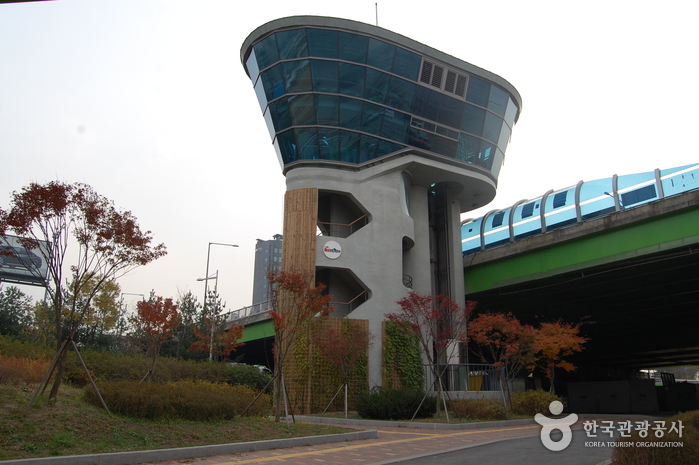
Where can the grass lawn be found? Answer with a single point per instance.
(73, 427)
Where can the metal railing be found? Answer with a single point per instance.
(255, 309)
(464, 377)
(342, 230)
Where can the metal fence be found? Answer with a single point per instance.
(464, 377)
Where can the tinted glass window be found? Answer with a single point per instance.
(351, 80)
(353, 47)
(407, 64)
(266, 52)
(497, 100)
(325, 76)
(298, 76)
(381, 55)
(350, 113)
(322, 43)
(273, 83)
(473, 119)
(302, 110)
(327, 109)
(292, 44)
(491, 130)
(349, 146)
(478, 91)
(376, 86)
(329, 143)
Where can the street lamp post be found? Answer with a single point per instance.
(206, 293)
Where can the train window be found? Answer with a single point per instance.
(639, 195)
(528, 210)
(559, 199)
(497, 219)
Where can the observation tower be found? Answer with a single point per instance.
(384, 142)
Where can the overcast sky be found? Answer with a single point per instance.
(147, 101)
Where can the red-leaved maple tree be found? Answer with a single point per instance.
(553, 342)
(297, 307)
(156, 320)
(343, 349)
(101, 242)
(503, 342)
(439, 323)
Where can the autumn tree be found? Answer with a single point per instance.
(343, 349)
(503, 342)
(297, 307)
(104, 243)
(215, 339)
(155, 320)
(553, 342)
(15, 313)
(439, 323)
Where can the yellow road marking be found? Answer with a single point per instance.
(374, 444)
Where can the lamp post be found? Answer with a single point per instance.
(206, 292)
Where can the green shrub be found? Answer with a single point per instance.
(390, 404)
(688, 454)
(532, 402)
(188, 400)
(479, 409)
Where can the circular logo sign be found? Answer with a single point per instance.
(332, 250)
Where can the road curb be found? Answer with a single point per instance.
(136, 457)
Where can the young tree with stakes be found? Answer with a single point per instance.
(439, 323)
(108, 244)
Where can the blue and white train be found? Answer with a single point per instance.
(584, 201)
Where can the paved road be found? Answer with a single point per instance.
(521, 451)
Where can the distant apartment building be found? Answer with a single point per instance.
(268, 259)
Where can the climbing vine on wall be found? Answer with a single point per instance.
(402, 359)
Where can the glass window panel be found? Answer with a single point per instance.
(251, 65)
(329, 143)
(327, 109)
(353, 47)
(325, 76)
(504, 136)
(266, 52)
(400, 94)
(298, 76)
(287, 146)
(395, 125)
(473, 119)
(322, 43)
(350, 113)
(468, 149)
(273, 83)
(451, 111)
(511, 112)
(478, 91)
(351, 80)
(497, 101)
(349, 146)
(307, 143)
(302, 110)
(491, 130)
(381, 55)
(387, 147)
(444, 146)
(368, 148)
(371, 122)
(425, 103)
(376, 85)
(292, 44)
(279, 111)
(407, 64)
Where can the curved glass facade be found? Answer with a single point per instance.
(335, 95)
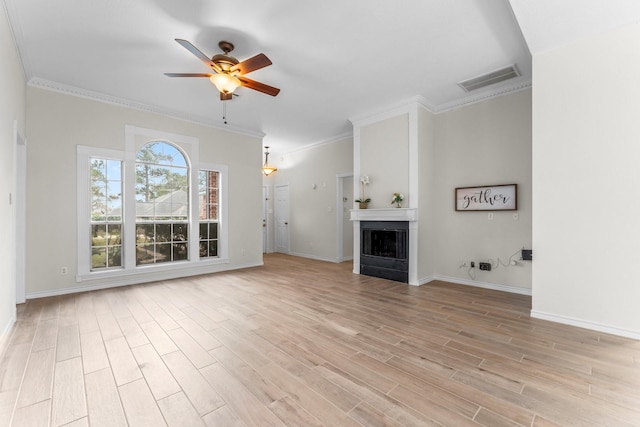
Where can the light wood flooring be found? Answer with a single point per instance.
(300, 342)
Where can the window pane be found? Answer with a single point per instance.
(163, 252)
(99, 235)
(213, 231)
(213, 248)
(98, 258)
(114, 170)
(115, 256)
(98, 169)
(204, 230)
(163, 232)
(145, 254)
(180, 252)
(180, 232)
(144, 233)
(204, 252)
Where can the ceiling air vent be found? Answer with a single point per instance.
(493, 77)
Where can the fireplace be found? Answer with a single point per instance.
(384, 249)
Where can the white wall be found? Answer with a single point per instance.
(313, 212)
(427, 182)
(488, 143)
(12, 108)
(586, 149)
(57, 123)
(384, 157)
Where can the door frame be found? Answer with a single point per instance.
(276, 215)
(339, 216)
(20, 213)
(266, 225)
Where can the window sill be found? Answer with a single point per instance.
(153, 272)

**CONSIGNE**. Recopiez à l'identique le passage qui va de la ligne contenant "Where can the fireplace" jusqu'à la dernière ligne ci-dessus, ces deux lignes incluses.

**RÉPONSE**.
Where can the fireplace be found? Answer with a single point per instance.
(384, 249)
Where can the white wall be found? Answer with a single point per instance.
(313, 212)
(427, 182)
(488, 143)
(12, 108)
(586, 149)
(57, 123)
(384, 157)
Where can the door frame be found? Answer with a single point per instance.
(276, 215)
(339, 216)
(20, 213)
(266, 225)
Where can the window sill be found? Answer with a single point per instance.
(153, 272)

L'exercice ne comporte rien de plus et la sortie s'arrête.